+++ INPUT MATERIAL
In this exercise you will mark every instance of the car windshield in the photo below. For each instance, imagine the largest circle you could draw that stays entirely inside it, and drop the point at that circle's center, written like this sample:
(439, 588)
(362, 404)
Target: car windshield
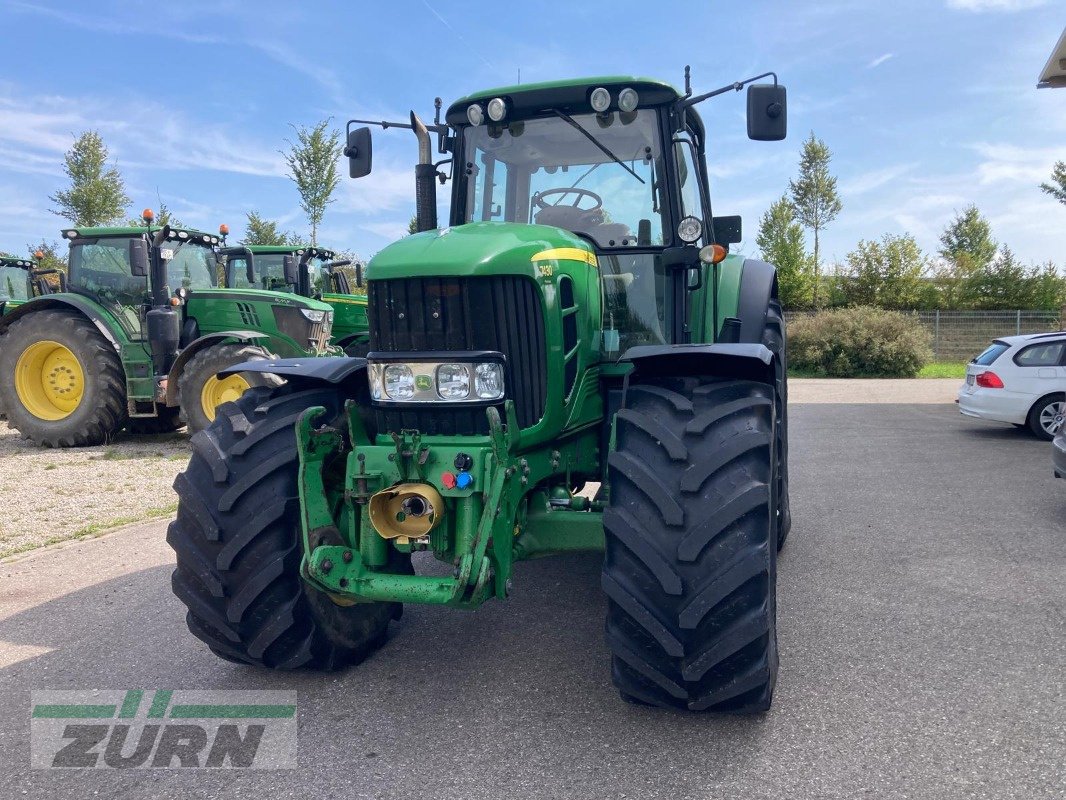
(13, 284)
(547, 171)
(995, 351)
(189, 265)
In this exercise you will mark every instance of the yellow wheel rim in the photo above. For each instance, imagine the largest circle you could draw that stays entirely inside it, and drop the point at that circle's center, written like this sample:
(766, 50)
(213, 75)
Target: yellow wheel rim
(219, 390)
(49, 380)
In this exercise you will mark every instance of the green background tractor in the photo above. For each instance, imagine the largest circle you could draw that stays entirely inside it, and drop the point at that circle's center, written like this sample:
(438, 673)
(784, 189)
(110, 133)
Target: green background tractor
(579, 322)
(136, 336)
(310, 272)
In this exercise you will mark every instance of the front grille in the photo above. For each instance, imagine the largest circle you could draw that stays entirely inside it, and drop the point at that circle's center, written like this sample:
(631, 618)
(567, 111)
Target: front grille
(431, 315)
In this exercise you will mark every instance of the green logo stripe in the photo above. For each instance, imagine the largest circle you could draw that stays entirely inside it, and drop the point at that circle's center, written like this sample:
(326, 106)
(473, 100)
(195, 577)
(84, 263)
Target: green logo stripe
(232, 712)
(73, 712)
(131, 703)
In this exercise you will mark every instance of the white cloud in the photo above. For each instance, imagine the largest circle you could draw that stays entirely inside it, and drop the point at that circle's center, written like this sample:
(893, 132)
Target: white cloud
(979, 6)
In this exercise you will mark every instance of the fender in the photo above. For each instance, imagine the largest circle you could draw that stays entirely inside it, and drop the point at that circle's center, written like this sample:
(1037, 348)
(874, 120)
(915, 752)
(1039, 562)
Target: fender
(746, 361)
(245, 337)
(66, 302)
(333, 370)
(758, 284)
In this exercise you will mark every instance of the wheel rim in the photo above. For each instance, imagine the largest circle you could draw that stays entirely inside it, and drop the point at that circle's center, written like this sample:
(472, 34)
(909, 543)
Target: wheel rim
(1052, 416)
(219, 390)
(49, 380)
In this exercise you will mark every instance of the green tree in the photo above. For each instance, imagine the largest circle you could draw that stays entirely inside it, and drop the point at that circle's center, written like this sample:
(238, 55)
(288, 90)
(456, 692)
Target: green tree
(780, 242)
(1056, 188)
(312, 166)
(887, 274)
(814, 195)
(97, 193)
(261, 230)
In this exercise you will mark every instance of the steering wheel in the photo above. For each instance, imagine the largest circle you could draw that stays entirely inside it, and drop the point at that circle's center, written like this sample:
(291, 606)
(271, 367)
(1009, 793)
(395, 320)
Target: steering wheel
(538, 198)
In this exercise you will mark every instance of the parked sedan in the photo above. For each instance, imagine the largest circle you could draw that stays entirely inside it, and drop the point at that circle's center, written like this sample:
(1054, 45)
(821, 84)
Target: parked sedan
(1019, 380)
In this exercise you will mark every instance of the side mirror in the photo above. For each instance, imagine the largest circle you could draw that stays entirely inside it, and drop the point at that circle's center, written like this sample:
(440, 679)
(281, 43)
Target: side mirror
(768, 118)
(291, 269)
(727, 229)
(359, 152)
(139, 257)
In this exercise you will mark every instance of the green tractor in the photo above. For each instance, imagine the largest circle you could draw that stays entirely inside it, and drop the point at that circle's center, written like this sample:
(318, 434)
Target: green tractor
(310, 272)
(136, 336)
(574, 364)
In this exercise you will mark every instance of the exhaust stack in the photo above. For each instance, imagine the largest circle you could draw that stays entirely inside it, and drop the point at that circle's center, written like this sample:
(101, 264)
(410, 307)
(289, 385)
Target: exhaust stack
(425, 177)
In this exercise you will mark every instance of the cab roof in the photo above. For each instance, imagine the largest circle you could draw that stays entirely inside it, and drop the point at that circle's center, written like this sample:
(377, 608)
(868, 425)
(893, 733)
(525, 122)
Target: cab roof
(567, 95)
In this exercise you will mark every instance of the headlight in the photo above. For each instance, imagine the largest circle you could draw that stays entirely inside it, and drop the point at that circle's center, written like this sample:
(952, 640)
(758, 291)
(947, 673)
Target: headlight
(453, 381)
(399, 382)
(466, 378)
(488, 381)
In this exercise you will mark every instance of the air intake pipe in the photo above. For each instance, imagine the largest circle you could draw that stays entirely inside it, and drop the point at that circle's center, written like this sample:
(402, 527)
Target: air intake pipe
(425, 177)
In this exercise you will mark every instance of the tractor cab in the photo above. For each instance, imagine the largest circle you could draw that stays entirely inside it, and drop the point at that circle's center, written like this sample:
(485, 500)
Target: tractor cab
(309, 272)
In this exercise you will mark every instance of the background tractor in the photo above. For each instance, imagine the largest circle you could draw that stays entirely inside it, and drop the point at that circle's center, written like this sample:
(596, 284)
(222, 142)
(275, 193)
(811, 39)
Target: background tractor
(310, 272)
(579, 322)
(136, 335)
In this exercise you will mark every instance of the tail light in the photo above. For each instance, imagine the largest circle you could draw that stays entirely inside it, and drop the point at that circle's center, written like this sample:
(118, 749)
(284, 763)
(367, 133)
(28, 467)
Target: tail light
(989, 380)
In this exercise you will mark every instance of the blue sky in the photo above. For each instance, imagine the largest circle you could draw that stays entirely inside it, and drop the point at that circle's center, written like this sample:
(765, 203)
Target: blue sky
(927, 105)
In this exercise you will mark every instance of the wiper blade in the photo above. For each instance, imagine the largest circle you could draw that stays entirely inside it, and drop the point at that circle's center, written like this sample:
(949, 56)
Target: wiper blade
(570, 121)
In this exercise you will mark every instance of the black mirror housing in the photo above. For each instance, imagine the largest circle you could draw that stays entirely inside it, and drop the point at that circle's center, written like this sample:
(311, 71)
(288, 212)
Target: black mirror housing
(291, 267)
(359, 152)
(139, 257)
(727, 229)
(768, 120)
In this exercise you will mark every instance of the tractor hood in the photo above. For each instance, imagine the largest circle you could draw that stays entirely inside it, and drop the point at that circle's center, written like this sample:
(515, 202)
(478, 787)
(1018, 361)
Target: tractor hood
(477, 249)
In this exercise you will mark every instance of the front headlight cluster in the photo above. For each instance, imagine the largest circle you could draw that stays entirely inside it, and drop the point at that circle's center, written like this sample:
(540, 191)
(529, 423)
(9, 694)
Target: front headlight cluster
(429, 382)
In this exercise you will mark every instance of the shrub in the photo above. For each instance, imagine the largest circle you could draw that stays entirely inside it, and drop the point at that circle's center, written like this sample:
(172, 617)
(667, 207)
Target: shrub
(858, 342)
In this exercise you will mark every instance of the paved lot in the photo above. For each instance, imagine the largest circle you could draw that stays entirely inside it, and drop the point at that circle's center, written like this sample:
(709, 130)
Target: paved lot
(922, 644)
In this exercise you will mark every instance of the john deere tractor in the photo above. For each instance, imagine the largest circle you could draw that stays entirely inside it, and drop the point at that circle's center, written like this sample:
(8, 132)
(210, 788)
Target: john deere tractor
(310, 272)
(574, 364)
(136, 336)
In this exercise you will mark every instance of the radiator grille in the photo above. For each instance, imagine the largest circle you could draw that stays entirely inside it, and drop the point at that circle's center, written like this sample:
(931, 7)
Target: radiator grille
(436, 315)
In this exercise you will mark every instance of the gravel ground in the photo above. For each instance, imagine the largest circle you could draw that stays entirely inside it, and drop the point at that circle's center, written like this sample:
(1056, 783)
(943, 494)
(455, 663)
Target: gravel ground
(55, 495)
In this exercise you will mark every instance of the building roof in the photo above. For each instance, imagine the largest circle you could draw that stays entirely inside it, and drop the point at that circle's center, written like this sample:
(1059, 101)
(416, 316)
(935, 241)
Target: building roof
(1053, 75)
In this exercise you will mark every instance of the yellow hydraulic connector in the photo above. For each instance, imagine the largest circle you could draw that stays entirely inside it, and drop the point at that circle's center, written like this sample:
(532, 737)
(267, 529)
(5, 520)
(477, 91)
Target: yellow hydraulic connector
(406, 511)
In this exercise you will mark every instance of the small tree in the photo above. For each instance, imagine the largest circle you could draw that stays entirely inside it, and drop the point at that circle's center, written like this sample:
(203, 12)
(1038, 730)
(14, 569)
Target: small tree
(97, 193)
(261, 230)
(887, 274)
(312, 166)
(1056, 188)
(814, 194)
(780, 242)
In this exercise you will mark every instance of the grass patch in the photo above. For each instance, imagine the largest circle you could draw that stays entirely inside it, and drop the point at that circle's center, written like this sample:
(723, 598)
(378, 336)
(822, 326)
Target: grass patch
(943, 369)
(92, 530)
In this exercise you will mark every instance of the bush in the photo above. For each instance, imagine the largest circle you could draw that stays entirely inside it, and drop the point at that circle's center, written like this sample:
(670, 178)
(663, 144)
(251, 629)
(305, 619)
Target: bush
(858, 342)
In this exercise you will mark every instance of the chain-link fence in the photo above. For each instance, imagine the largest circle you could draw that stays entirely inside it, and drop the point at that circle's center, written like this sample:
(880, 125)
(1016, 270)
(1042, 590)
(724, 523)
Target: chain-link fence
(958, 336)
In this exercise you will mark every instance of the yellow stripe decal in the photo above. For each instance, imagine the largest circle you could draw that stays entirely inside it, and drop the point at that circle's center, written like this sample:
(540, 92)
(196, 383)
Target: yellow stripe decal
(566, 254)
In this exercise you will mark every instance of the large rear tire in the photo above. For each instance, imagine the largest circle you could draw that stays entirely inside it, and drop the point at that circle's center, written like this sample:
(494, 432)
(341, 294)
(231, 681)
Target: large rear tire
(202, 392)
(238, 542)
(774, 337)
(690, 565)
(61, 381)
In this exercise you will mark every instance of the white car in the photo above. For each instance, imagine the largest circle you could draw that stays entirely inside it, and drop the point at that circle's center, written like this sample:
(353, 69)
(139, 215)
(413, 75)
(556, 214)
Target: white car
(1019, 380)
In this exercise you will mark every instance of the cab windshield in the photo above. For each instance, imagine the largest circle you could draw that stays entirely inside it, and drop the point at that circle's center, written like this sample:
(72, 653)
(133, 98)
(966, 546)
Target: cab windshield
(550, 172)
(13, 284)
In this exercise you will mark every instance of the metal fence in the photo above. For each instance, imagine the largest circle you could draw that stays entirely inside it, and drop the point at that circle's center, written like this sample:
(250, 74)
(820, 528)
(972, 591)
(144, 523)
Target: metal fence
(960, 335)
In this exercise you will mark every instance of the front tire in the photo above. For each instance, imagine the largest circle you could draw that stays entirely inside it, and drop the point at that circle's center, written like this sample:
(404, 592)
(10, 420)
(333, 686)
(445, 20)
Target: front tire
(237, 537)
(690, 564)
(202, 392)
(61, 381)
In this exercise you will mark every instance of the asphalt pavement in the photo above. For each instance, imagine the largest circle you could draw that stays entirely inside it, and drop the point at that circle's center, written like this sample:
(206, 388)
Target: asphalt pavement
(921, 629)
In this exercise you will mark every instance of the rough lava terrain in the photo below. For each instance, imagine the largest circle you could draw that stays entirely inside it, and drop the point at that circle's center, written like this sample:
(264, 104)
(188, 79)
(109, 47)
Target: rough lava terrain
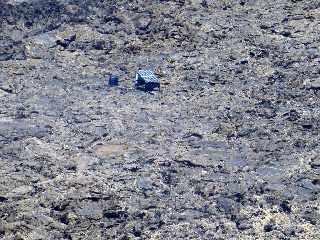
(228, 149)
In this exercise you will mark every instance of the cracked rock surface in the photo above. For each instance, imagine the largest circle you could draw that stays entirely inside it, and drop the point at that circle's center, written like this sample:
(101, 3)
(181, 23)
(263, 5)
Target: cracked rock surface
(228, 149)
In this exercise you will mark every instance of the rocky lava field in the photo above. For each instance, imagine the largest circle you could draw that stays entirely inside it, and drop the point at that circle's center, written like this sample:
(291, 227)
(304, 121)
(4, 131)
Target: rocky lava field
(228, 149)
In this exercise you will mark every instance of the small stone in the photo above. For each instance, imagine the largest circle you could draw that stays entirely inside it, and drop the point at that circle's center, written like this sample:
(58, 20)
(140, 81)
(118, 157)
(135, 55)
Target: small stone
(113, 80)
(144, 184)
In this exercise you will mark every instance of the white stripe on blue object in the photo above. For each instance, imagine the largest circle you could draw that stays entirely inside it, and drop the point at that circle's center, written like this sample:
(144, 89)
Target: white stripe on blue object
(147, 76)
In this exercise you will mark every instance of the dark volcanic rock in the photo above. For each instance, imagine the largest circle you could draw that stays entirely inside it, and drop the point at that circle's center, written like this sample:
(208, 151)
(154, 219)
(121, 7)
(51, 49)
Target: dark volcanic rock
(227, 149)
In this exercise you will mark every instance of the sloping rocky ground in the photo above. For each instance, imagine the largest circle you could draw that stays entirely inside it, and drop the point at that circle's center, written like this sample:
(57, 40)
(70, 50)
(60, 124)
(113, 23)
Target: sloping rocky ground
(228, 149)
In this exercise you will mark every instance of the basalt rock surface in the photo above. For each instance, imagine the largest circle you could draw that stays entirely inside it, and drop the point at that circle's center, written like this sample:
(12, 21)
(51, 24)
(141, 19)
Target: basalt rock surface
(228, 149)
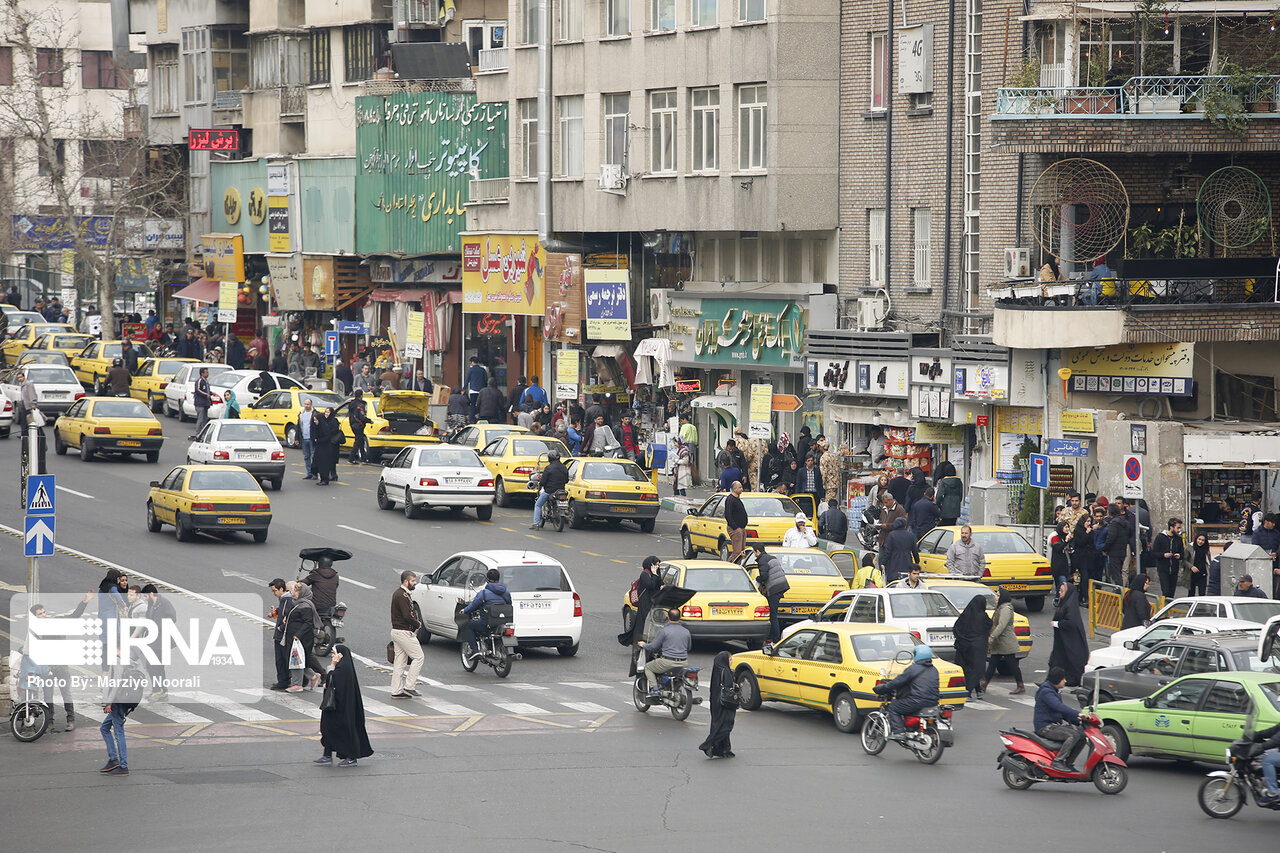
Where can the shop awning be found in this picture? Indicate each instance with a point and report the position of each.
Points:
++++++
■ WORK TO COMPLETE: Leaving the pictures out, set down exactly the lines from the one with "the white stripe" through the end of the records.

■ WRITTEN SOLUTION:
In this exercise you will mark every instance of the white stripe on blue object in the photo above. For each instance, imagine the largest circle you could draw that stays entirely inside it, and drop the point at that circle's center, written like this sample:
(144, 89)
Target: white stripe on blue object
(147, 76)
In this exercise you will mark every instance of the dark volcanic rock in the photo above. For each instance, imagine the largest circle you could draw that stays entirely inside it, and drop the point at that circle's center, written like this sample:
(208, 151)
(154, 219)
(121, 7)
(51, 49)
Target: dark volcanic rock
(227, 149)
In this exercise you will mark every instance of the sloping rocky ground in the photo above. For each instance, imagine the largest circle you could draw that stays entirely inside it, and drop the point at that circle's center, written like this sample:
(57, 40)
(70, 50)
(60, 124)
(113, 23)
Target: sloping rocky ground
(228, 149)
In this exercise you will mark every instance of the basalt rock surface in the photo above. For each instance, imagine the largest circle you could draw that stays entirely inside it, and drop the point at that circle's center, written like this sample:
(12, 21)
(51, 24)
(141, 19)
Target: basalt rock surface
(228, 149)
Where can the shop awning be found in this picture? Indicate each instance with a point and report the position of each.
Points:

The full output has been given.